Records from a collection
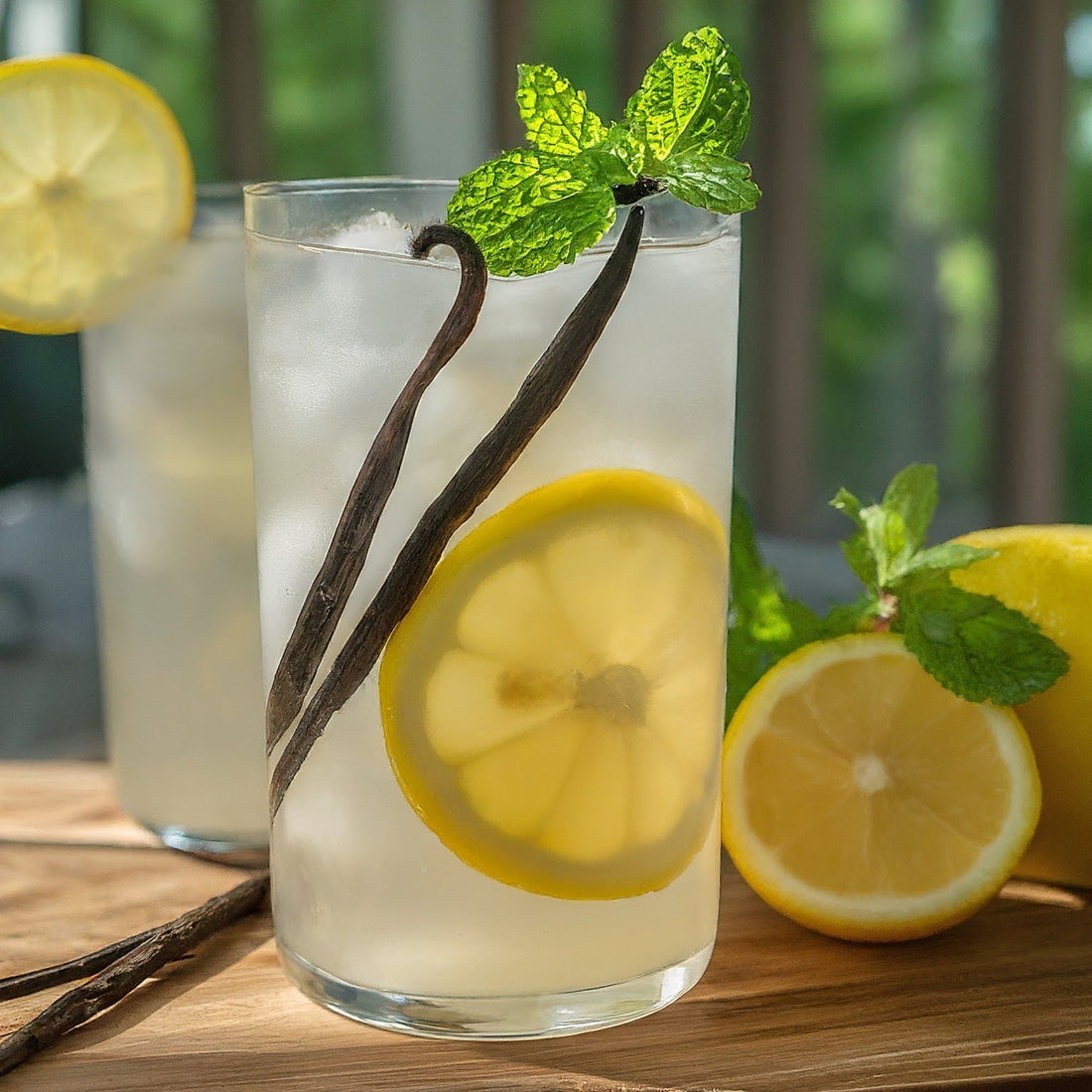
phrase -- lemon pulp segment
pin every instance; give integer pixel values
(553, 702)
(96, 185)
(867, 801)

==

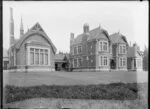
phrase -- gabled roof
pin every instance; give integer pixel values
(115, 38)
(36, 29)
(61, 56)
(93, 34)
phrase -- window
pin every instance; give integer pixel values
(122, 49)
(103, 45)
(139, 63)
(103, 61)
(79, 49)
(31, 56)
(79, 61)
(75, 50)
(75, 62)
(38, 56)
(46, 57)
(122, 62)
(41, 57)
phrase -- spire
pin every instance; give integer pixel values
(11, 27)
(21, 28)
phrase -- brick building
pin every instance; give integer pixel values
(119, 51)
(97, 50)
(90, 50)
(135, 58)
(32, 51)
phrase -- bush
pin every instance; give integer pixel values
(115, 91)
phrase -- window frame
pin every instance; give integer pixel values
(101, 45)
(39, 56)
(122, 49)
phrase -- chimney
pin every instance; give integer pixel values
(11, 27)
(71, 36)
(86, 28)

[What the task requires] For the word "phrase", count the lines of the data that contain it and give only the count.

[Output below] 8